### Task description
Format the rows from the start through the line containing "x=724 y=342" as a Markdown table with two columns, No. and Line, numbering each line and skipping any blank ones. Leave the pictures out of the table.

### The input
☆ ☆ ☆
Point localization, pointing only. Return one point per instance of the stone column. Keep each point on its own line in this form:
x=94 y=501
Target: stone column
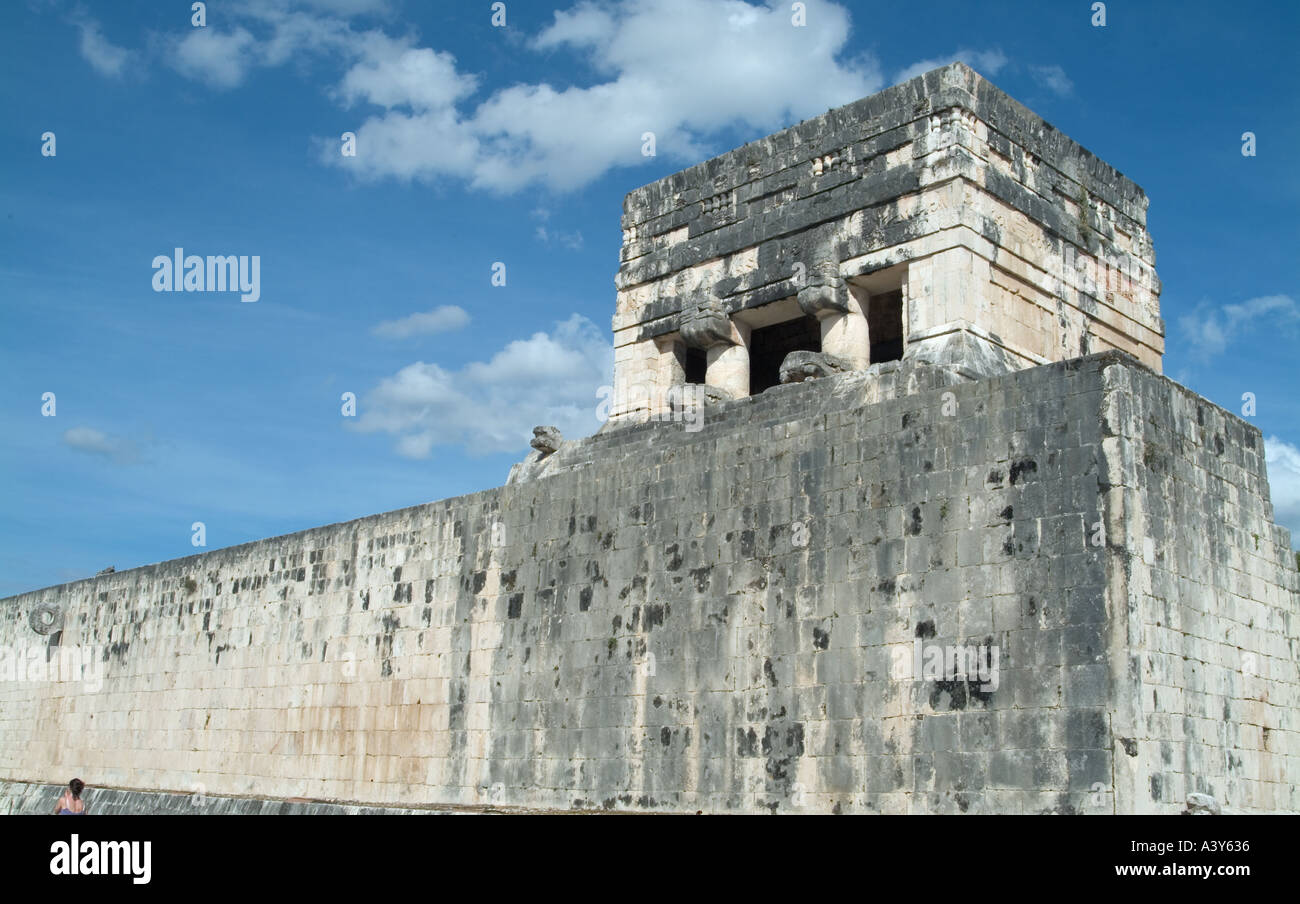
x=728 y=364
x=844 y=323
x=724 y=342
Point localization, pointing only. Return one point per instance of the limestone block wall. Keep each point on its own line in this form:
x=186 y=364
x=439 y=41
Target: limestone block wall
x=1205 y=638
x=1001 y=229
x=726 y=618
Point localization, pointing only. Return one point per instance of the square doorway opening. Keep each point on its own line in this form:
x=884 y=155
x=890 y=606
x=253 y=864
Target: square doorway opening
x=770 y=345
x=884 y=325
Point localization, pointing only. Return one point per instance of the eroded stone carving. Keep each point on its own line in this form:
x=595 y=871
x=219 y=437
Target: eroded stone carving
x=800 y=366
x=826 y=292
x=692 y=396
x=46 y=618
x=706 y=325
x=546 y=440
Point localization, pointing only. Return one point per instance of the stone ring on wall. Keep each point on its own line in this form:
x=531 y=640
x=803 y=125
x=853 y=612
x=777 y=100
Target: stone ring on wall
x=46 y=618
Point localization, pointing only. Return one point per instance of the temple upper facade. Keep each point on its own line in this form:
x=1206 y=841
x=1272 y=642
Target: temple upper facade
x=939 y=220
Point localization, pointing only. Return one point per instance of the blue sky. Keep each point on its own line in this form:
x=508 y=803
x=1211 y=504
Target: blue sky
x=514 y=145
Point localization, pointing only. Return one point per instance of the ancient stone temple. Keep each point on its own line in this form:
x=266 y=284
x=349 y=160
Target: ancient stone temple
x=892 y=513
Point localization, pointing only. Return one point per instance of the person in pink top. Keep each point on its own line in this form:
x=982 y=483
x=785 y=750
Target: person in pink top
x=70 y=803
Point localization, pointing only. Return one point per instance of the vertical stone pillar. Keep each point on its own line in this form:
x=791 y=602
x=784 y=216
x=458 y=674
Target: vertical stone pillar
x=726 y=344
x=844 y=323
x=728 y=363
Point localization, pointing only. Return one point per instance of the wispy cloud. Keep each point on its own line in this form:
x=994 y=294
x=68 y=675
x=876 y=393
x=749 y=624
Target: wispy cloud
x=1283 y=461
x=96 y=442
x=438 y=320
x=492 y=406
x=1208 y=331
x=107 y=57
x=1054 y=79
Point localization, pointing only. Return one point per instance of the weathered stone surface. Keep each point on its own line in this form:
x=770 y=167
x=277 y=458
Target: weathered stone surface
x=546 y=438
x=727 y=619
x=706 y=325
x=1012 y=245
x=800 y=366
x=824 y=292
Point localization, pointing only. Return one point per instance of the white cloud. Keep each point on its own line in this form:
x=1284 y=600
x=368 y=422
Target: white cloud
x=96 y=442
x=1283 y=462
x=492 y=406
x=221 y=59
x=676 y=68
x=438 y=320
x=1054 y=78
x=680 y=69
x=986 y=63
x=391 y=73
x=1208 y=331
x=107 y=57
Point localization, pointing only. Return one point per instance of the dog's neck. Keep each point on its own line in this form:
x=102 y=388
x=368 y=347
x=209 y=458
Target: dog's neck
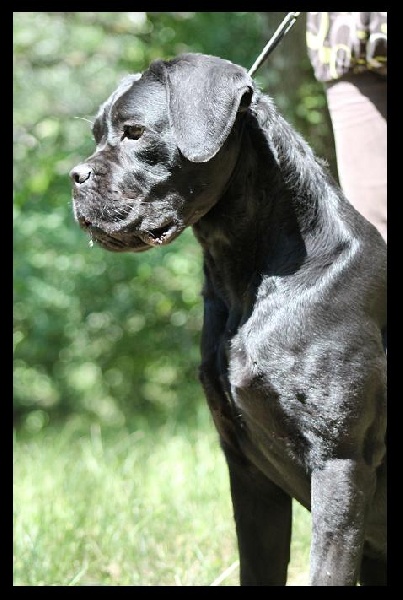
x=269 y=218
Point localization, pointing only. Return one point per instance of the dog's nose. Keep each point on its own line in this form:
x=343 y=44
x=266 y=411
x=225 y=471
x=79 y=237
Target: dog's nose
x=81 y=173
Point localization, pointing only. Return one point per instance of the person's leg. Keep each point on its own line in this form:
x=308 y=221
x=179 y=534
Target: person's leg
x=357 y=107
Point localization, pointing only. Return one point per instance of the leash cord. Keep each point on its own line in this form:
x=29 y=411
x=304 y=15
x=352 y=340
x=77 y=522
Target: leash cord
x=278 y=35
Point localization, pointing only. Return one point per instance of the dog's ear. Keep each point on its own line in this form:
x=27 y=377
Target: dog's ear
x=205 y=94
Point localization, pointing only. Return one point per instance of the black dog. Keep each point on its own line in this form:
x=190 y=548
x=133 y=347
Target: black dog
x=293 y=344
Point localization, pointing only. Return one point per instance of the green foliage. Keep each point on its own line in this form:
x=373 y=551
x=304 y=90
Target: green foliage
x=111 y=336
x=146 y=508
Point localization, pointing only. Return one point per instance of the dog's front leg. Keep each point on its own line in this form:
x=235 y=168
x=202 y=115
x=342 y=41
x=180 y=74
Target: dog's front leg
x=340 y=493
x=262 y=513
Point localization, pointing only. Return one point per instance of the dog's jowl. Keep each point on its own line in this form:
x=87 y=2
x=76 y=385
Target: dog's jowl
x=293 y=344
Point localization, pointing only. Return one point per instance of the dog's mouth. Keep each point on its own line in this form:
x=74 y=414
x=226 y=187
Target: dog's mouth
x=127 y=240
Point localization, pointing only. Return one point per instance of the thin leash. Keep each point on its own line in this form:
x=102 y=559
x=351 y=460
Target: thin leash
x=278 y=35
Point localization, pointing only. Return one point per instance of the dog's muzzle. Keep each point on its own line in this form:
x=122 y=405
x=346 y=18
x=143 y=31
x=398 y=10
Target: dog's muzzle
x=122 y=235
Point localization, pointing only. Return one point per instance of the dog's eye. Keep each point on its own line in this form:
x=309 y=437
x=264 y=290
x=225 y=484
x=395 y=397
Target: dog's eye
x=133 y=132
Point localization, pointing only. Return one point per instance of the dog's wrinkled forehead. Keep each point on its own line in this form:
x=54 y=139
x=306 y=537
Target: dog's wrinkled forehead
x=135 y=101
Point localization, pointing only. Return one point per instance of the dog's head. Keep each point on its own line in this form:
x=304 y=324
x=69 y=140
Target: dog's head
x=167 y=142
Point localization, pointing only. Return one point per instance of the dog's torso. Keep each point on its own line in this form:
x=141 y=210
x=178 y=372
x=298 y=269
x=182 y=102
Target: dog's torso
x=293 y=359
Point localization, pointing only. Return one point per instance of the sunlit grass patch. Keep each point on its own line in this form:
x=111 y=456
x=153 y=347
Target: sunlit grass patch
x=150 y=508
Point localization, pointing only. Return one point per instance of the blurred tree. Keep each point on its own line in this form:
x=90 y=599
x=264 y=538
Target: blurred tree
x=114 y=336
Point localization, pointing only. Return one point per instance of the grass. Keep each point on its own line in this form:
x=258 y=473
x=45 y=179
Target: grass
x=147 y=508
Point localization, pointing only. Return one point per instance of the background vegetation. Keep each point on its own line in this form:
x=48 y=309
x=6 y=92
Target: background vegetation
x=108 y=340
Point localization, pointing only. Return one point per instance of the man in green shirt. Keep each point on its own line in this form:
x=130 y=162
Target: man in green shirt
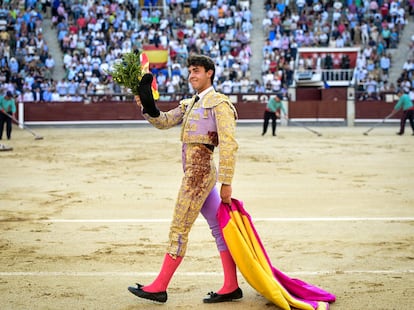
x=407 y=106
x=272 y=111
x=8 y=110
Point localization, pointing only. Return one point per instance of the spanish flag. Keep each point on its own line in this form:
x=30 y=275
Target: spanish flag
x=145 y=63
x=158 y=56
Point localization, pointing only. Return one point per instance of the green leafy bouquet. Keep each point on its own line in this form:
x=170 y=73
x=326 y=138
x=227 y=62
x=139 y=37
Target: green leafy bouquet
x=128 y=71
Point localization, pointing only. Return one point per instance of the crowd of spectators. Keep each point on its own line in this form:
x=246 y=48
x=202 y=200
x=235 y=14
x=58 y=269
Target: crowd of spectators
x=373 y=26
x=94 y=34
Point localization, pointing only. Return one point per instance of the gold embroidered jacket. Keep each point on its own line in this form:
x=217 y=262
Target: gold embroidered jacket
x=211 y=121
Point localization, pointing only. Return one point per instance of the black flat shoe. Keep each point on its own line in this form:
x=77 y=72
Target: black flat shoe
x=138 y=291
x=215 y=298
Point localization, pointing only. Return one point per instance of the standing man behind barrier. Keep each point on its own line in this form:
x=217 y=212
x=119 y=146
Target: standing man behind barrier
x=272 y=111
x=8 y=110
x=407 y=106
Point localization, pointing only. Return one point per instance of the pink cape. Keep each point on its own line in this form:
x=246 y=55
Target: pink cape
x=253 y=262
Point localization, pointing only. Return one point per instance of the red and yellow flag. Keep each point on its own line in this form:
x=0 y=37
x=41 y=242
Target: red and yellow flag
x=145 y=63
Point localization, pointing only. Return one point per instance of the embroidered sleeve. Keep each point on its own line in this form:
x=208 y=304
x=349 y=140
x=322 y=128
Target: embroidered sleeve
x=167 y=119
x=226 y=128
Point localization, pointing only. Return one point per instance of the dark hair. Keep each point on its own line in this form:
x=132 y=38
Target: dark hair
x=202 y=61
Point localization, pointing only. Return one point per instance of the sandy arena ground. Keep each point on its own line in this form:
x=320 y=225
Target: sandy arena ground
x=84 y=213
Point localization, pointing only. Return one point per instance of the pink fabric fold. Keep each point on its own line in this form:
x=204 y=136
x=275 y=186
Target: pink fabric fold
x=305 y=292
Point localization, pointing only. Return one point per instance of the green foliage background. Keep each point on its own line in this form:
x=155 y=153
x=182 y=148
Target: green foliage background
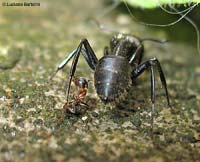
x=156 y=3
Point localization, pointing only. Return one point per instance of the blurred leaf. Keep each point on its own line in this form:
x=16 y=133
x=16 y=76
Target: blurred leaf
x=156 y=3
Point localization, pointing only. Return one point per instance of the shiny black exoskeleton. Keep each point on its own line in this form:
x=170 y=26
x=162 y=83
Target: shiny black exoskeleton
x=120 y=65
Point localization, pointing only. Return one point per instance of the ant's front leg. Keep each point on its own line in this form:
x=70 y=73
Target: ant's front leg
x=89 y=55
x=150 y=65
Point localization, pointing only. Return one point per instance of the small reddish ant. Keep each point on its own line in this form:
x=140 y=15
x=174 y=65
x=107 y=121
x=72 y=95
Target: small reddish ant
x=77 y=105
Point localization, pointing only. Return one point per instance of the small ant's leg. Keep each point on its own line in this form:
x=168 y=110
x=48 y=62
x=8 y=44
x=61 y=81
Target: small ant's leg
x=90 y=57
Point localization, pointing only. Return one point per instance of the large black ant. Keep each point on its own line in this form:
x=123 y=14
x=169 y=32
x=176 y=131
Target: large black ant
x=115 y=72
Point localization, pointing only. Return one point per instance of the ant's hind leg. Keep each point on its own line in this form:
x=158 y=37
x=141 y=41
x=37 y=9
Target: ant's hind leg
x=150 y=65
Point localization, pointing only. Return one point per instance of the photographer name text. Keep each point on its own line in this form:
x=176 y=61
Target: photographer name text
x=20 y=4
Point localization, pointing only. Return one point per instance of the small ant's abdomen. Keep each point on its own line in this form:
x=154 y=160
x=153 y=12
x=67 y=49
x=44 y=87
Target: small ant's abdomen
x=112 y=78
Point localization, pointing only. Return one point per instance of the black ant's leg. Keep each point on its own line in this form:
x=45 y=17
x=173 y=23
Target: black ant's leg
x=63 y=63
x=148 y=64
x=90 y=57
x=106 y=51
x=145 y=66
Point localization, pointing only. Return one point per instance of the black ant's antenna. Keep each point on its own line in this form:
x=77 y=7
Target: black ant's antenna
x=182 y=13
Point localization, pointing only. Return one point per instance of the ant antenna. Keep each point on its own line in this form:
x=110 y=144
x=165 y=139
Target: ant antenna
x=191 y=22
x=159 y=25
x=182 y=13
x=104 y=27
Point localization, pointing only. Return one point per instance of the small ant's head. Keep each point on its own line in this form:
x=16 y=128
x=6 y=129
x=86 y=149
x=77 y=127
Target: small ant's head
x=81 y=82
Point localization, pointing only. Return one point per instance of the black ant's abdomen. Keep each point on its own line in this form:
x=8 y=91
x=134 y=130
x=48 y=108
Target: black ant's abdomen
x=112 y=78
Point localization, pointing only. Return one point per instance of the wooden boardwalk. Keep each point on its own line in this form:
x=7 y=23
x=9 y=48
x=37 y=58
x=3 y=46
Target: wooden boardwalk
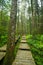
x=24 y=56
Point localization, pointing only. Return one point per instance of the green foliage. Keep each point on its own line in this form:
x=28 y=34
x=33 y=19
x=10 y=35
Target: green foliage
x=36 y=48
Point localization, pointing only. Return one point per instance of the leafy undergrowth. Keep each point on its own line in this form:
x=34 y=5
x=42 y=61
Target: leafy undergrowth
x=36 y=45
x=3 y=40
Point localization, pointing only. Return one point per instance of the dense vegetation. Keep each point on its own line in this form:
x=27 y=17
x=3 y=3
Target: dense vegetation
x=25 y=18
x=36 y=46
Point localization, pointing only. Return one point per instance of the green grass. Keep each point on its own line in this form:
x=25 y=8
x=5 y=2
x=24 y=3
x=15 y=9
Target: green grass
x=3 y=40
x=36 y=48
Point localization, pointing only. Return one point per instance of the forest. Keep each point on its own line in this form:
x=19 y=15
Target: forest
x=19 y=18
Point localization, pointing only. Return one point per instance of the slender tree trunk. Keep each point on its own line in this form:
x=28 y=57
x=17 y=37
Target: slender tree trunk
x=11 y=35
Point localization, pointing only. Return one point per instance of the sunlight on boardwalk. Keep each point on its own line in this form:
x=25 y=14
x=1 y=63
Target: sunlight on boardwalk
x=24 y=57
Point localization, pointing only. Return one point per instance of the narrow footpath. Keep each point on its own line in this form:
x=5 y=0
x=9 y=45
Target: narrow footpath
x=24 y=55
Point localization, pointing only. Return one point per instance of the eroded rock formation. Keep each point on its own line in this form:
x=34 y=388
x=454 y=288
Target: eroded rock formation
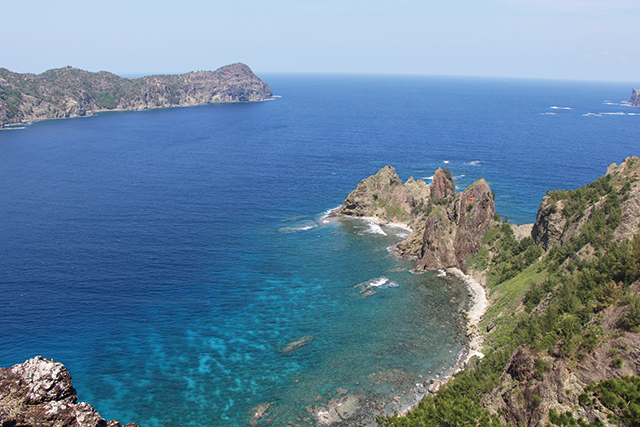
x=38 y=393
x=635 y=98
x=446 y=227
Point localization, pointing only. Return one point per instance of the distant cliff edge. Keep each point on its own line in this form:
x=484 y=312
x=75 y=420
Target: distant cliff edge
x=635 y=98
x=71 y=92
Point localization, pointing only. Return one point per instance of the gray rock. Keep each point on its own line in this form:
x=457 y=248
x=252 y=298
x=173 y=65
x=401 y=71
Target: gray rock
x=38 y=393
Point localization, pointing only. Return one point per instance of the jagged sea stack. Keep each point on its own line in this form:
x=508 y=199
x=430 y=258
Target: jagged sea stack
x=446 y=227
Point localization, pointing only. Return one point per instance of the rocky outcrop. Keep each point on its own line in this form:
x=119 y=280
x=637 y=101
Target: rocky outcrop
x=550 y=222
x=454 y=230
x=555 y=227
x=70 y=92
x=446 y=227
x=38 y=393
x=635 y=98
x=442 y=185
x=385 y=197
x=533 y=383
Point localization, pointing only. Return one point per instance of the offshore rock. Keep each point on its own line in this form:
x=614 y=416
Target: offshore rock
x=550 y=222
x=71 y=92
x=38 y=393
x=454 y=230
x=446 y=227
x=442 y=185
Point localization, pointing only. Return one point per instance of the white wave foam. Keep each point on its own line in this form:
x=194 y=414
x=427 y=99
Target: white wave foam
x=309 y=225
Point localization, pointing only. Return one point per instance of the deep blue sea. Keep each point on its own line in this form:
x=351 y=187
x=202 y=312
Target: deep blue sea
x=168 y=257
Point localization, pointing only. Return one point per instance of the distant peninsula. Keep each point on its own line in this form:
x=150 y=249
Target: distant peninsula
x=635 y=98
x=71 y=92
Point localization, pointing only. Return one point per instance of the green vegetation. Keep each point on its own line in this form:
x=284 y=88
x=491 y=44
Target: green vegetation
x=551 y=305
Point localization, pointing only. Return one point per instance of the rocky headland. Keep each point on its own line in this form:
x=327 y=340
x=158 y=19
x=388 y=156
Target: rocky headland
x=71 y=92
x=38 y=393
x=635 y=98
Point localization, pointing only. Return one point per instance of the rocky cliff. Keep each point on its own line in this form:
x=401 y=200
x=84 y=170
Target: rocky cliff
x=38 y=393
x=446 y=227
x=635 y=98
x=70 y=92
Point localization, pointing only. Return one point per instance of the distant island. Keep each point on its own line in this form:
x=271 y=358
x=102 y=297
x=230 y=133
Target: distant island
x=635 y=98
x=71 y=92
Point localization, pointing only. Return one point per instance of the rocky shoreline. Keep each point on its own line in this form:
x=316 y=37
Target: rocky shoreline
x=38 y=393
x=444 y=228
x=71 y=92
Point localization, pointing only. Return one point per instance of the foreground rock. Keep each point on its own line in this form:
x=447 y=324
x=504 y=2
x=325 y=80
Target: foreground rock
x=38 y=393
x=446 y=227
x=70 y=92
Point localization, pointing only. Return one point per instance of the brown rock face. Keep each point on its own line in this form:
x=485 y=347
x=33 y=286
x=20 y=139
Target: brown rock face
x=635 y=98
x=39 y=393
x=477 y=210
x=550 y=222
x=70 y=92
x=455 y=230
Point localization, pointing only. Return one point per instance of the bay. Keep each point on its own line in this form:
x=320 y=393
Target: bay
x=168 y=257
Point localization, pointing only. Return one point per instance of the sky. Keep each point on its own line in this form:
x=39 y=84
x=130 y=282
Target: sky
x=548 y=39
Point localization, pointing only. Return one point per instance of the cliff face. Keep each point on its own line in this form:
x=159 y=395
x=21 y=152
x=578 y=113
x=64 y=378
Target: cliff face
x=635 y=98
x=446 y=228
x=562 y=214
x=385 y=197
x=38 y=393
x=70 y=92
x=453 y=230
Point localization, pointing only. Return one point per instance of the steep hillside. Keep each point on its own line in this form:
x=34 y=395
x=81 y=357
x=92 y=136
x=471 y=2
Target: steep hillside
x=70 y=92
x=562 y=334
x=446 y=227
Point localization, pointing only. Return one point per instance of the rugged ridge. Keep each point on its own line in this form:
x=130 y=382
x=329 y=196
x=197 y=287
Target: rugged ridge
x=556 y=223
x=39 y=393
x=446 y=227
x=71 y=92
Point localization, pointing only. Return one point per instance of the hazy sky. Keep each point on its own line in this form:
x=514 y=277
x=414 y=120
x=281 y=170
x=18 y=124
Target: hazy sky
x=565 y=39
☆ ☆ ☆
### Task response
| No. | Line |
|---|---|
| 1 | Point localization, pointing only. Return one point per instance of the stone column. Keep each point on its own line in this form: |
| 2 | x=94 y=501 |
| 3 | Target: stone column |
| 4 | x=728 y=364 |
| 5 | x=844 y=323 |
| 6 | x=724 y=342 |